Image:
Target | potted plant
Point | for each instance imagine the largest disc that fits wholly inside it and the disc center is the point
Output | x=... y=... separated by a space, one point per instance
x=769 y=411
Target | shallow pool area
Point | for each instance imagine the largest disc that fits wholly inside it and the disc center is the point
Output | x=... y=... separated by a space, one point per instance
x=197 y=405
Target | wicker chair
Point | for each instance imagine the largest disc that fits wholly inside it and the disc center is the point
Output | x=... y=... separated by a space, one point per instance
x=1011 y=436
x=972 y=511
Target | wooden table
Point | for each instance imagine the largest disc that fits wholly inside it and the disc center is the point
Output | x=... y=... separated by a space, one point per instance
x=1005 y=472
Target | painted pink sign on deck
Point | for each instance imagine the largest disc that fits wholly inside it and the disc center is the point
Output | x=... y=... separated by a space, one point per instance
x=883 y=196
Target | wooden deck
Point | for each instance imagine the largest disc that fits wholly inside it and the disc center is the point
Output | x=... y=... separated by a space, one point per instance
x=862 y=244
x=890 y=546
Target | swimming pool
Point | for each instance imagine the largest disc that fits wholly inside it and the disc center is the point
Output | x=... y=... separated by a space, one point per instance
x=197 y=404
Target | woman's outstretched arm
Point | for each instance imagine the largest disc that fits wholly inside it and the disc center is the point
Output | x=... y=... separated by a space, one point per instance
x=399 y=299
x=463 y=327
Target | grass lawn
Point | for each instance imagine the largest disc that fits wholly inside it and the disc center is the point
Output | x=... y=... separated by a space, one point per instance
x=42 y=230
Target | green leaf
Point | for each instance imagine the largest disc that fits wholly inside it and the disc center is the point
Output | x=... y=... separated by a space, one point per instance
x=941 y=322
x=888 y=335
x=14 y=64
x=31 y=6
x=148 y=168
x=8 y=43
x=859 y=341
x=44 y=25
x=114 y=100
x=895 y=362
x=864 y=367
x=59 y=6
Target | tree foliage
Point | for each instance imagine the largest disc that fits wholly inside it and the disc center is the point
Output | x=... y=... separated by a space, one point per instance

• **Your objective**: Each line of the material that contains the string "Target" has to be copied out.

• **Response to this task**:
Target | potted plant
Target | shallow pool area
Target | wicker chair
Target | wooden table
Target | painted pink sign on deck
Target | wooden deck
Target | swimming pool
Target | woman's outstretched arm
Target | grass lawn
Target | green leaf
Target | tree foliage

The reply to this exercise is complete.